Task to carry out: Print all the entries verbatim.

Data excerpts:

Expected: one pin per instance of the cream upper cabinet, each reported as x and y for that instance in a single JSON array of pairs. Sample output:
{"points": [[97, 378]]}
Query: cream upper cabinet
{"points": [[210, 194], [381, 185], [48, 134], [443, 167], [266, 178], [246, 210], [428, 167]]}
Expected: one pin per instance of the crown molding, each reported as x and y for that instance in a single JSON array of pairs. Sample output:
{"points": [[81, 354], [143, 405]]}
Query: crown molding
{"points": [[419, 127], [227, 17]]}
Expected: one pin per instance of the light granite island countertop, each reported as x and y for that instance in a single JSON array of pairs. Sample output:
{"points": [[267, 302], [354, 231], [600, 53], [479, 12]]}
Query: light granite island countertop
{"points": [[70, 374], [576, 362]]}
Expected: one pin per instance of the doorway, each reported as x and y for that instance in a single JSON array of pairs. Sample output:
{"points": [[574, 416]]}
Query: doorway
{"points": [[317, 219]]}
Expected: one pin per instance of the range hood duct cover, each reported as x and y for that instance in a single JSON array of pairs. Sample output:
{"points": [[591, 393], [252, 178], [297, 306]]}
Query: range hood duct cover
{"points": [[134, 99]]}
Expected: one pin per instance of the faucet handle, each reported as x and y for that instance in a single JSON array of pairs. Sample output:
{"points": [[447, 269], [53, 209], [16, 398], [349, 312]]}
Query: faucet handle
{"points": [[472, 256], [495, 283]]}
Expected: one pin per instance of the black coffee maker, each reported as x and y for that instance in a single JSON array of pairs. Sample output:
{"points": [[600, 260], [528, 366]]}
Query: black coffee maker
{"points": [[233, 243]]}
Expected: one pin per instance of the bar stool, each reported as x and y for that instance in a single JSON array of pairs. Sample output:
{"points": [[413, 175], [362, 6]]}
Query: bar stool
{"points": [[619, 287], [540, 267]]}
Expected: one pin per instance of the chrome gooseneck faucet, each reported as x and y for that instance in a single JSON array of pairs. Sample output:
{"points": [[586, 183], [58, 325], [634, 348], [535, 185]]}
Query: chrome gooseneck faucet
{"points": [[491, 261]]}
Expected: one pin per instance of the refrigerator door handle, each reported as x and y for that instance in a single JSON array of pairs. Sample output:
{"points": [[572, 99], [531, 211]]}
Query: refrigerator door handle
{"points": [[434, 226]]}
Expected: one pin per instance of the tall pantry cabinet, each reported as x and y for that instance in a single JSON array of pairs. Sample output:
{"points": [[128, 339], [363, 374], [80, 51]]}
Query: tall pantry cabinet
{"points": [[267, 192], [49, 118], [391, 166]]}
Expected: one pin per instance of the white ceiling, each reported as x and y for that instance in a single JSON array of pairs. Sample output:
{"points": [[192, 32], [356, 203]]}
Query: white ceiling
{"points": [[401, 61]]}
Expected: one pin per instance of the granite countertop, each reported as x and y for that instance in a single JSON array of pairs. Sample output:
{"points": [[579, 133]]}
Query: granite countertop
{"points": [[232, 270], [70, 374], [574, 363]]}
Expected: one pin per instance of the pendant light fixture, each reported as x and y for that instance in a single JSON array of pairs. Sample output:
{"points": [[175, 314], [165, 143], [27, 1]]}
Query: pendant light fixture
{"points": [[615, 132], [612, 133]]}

Solved problem:
Expected: one pin per instance of the cream upper cabinet, each reported as x and y for that instance in a single JSON array of pairs. Sample output:
{"points": [[97, 378]]}
Query: cream upper cabinet
{"points": [[210, 194], [381, 185], [48, 134], [443, 167], [266, 178], [246, 210], [428, 167]]}
Expected: one pin per instance of the crown molding, each reported as x and y for that instance in a single JSON array of pairs. Sample output:
{"points": [[81, 354], [143, 405]]}
Query: crown molding
{"points": [[419, 127], [227, 17]]}
Expected: one pin per instance of the light granite island countertop, each reported as x and y for that instance in a single JSON array of pairs. Sample output:
{"points": [[267, 302], [354, 231], [600, 53], [479, 12]]}
Query: light granite island countertop
{"points": [[70, 374], [576, 362]]}
Expected: one pin per instance of the doorway, each reported as x and y for that instance in a single JSON array of pairs. Sample output:
{"points": [[574, 416]]}
Query: doorway
{"points": [[317, 219]]}
Expected: one pin per instance of the range hood duct cover, each reported as x and y for that instance in a single JSON array of pairs. Sample output:
{"points": [[591, 393], [252, 178], [297, 306]]}
Query: range hood duct cover
{"points": [[134, 99]]}
Expected: one pin per instance of the faucet handle, each reported as x and y for that instance in a single JSON array of pairs. Sample output:
{"points": [[447, 269], [53, 209], [16, 398], [349, 312]]}
Query: faucet handle
{"points": [[472, 256], [495, 283]]}
Expected: one pin per instance of the black coffee maker, each reported as x and y for that instance in a single JSON array of pairs. Sample output:
{"points": [[600, 260], [528, 366]]}
Query: black coffee maker
{"points": [[233, 243]]}
Expected: one pin per instance of the bar stool, each reported as x and y for that instance in a single JSON array of pairs. Sample output:
{"points": [[413, 175], [362, 6]]}
Query: bar stool
{"points": [[619, 287], [540, 267]]}
Expected: one pin per instance of the chrome gooseneck faucet, each reported as x and y for that instance in a single JSON array of pairs. Sample output:
{"points": [[586, 183], [58, 325], [634, 348], [535, 185]]}
Query: chrome gooseneck faucet
{"points": [[491, 261]]}
Expected: one pin per instance of the refrigerator door handle, each reported as x and y for that instance in a single JSON array of pairs. Sample output:
{"points": [[572, 99], [531, 211]]}
Query: refrigerator door handle
{"points": [[434, 226]]}
Expected: one pin per instance of the tall pantry cabinet, each reported as x and y for that instance in a single JSON array of pairs. Sample output:
{"points": [[128, 339], [363, 374], [80, 51]]}
Query: tall pantry cabinet
{"points": [[267, 192], [49, 118], [391, 166]]}
Expected: one pin per instance of the white ceiling, each reported as x and y for that instance in a single JSON array of pairs. Sample output:
{"points": [[192, 32], [356, 203]]}
Query: white ceiling
{"points": [[401, 61]]}
Expected: one pin per instance of the granite countertop, each reported as x and y for that instance in a single JSON array of pairs. Sample output:
{"points": [[579, 133]]}
Query: granite countertop
{"points": [[232, 270], [70, 374], [574, 363]]}
Expected: one pin per instance of the pendant light fixture, each reported as x and y for that instance in a single JSON array of pairs. Sample output:
{"points": [[175, 314], [165, 143], [27, 1]]}
Query: pendant light fixture
{"points": [[615, 132], [612, 133]]}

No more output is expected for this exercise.